WHAT THE TASK REQUIRES
Only the lines from the one containing "Please annotate the coniferous" through the end of the entries should be repeated, exactly as they appear, first and last included.

DATASET RECORDS
** begin **
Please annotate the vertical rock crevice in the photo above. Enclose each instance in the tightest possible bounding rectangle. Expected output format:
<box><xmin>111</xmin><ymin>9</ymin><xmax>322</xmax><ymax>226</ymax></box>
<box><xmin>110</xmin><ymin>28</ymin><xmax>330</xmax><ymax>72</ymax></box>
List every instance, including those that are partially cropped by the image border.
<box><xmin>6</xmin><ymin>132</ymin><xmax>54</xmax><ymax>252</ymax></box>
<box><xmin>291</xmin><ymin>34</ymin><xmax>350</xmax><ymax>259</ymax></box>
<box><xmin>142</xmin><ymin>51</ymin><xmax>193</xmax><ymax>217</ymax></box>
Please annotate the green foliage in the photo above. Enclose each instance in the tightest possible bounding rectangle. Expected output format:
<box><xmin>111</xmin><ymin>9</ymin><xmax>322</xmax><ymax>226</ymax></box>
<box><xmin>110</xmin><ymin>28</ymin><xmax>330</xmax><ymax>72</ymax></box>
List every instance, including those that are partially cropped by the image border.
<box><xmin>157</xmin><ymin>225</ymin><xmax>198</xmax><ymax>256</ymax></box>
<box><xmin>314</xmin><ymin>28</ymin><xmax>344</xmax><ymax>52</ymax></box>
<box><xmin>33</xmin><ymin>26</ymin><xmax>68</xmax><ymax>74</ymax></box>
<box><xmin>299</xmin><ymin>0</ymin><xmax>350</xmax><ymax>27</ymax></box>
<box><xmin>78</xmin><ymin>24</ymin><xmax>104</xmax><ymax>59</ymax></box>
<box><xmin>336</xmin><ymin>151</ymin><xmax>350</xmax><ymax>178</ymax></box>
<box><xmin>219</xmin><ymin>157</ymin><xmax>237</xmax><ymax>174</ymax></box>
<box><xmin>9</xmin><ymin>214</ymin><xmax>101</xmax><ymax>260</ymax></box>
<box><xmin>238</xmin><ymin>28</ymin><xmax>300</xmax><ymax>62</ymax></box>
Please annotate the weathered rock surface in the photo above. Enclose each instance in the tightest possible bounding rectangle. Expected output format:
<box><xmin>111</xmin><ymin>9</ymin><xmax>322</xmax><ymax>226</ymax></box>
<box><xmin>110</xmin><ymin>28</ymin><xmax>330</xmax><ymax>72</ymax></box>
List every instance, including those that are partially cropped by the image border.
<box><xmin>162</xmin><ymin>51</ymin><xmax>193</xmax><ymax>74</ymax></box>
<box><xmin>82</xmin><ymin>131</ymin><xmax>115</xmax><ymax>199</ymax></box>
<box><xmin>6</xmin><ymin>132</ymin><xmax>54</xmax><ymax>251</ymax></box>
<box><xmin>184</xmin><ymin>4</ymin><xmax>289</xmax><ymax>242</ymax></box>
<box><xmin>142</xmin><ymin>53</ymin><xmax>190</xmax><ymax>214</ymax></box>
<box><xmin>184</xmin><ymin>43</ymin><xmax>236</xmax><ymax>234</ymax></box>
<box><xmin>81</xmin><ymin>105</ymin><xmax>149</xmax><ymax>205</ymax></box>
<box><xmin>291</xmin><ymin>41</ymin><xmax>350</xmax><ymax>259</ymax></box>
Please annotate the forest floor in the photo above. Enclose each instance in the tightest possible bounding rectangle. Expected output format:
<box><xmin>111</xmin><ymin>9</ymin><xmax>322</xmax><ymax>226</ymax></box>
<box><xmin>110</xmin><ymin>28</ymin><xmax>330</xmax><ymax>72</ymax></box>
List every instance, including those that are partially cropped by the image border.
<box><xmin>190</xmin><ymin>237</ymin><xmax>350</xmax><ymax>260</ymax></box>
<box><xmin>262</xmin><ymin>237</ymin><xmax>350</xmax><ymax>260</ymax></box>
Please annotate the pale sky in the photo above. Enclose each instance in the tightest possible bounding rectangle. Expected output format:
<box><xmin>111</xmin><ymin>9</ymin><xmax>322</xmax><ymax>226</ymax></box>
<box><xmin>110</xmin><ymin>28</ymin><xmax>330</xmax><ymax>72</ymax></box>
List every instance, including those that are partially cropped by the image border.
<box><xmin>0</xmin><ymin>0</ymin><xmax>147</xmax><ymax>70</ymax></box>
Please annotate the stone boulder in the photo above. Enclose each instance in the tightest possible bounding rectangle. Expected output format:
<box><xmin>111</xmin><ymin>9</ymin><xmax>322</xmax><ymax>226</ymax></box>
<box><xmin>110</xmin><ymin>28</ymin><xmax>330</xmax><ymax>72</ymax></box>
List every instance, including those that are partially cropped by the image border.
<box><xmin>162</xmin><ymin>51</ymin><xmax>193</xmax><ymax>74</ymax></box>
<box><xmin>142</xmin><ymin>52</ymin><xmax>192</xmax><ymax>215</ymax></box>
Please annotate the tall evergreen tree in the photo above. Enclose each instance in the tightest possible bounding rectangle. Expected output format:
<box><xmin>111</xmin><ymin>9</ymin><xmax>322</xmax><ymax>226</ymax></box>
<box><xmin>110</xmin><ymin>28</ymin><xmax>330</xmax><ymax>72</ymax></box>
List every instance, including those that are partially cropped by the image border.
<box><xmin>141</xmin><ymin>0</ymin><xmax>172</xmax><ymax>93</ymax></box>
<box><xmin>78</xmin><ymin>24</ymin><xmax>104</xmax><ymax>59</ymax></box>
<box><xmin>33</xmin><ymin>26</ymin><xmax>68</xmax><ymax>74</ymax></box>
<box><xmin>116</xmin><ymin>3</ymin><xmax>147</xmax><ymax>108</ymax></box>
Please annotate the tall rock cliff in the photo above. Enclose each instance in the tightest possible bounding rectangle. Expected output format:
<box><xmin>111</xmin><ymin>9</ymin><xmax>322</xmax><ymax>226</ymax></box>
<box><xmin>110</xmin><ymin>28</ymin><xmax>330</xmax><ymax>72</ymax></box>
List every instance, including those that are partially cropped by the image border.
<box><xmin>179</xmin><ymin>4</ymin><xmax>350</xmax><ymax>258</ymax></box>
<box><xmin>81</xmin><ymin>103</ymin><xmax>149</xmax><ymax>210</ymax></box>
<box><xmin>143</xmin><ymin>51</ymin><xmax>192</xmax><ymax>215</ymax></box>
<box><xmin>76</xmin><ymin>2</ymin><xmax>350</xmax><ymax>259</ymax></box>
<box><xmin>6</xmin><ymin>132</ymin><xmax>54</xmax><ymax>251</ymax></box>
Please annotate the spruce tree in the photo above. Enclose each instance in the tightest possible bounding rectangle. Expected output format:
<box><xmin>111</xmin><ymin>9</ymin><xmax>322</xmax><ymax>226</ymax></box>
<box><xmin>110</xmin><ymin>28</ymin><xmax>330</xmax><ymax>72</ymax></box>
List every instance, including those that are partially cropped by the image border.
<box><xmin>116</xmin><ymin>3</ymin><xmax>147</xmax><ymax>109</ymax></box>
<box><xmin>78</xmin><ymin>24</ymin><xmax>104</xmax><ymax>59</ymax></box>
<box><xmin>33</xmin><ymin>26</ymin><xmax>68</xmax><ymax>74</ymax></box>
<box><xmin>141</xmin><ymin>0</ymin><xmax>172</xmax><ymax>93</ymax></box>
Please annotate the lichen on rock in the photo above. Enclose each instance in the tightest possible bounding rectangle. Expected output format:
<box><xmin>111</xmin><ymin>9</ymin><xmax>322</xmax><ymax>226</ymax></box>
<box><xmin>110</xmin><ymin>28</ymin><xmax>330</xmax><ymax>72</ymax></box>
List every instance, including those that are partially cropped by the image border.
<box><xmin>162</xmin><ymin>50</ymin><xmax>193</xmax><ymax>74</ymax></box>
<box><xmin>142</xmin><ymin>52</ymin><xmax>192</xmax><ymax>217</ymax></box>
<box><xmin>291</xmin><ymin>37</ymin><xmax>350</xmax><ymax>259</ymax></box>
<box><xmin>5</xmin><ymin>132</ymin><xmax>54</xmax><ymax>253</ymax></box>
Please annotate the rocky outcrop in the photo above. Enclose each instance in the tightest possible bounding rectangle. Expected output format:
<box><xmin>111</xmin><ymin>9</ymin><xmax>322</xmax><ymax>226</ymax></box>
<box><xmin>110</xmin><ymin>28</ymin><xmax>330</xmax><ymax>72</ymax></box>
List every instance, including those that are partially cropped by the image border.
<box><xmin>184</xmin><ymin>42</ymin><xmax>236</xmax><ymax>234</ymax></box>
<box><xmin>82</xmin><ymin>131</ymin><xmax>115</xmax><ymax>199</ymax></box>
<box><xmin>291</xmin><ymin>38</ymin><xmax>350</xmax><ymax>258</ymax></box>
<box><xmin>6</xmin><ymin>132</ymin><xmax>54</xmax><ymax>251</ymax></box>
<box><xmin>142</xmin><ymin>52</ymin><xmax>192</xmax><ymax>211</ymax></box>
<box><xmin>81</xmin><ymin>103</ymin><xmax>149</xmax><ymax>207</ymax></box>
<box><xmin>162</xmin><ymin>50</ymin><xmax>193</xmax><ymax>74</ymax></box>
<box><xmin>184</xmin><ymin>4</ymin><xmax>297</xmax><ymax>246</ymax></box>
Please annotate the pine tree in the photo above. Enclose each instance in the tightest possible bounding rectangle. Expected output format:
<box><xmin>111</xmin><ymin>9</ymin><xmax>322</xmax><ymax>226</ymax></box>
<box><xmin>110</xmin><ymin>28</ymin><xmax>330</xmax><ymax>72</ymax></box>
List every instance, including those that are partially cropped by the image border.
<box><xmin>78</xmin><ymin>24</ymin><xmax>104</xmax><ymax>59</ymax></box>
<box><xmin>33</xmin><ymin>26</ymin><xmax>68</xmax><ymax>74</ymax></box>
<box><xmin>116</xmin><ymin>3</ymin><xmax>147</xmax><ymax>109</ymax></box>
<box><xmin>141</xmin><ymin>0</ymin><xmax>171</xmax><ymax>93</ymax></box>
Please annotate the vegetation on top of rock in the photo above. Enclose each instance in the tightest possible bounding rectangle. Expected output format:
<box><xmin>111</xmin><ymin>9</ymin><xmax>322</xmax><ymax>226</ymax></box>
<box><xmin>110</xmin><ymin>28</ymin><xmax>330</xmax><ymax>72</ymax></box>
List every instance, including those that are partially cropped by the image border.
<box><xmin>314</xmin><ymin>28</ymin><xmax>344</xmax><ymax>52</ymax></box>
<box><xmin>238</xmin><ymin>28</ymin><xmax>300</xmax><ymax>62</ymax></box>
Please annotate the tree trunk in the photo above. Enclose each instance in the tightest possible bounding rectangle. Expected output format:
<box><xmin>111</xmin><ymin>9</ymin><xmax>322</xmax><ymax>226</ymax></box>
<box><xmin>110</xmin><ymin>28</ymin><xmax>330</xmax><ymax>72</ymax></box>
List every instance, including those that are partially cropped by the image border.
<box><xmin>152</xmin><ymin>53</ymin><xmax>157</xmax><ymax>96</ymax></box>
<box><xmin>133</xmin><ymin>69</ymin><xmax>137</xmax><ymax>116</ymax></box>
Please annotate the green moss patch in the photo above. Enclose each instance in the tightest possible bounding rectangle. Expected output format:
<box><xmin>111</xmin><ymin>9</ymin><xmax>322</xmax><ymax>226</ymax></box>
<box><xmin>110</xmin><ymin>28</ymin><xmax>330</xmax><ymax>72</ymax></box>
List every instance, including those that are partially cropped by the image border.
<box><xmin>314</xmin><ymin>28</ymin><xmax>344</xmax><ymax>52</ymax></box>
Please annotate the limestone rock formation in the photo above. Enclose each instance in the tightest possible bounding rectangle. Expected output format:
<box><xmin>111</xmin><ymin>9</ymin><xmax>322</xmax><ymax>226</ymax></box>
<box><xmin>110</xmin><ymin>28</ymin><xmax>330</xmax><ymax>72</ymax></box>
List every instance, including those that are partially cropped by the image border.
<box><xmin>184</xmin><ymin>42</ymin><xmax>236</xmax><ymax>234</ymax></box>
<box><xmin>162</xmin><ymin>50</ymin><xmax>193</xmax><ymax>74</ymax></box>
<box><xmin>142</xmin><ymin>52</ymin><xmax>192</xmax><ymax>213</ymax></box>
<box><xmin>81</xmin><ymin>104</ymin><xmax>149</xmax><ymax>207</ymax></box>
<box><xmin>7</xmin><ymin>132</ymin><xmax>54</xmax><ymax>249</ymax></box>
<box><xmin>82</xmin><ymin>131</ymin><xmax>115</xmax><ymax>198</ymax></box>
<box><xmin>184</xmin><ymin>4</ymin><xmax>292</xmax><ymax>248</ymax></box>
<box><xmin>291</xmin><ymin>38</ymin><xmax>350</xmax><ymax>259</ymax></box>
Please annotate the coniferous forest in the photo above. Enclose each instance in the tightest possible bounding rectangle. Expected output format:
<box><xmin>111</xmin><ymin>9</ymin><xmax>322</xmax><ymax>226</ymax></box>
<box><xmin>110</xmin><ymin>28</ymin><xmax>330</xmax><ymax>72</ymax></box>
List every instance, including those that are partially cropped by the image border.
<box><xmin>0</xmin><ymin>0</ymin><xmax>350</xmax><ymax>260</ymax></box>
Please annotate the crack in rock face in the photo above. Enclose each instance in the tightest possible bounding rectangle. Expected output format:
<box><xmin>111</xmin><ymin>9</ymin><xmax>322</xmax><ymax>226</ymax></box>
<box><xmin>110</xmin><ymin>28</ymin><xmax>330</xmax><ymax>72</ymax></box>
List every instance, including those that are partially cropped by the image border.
** end **
SOLUTION FOR THIS EXERCISE
Please annotate the coniferous forest in the photo above. Enclose each instance in the tightest possible bounding rectangle. Expected output format:
<box><xmin>111</xmin><ymin>9</ymin><xmax>322</xmax><ymax>226</ymax></box>
<box><xmin>110</xmin><ymin>28</ymin><xmax>330</xmax><ymax>72</ymax></box>
List every instance, including those that are partially cropped by the image border.
<box><xmin>0</xmin><ymin>0</ymin><xmax>350</xmax><ymax>260</ymax></box>
Please annotate the crack in rock face in the photo above. Enclose each instance in the tightest possible bounding rectangle. Expected output format:
<box><xmin>111</xmin><ymin>9</ymin><xmax>322</xmax><ymax>226</ymax></box>
<box><xmin>110</xmin><ymin>28</ymin><xmax>330</xmax><ymax>72</ymax></box>
List every instance, including those that are partially cropped by the image border.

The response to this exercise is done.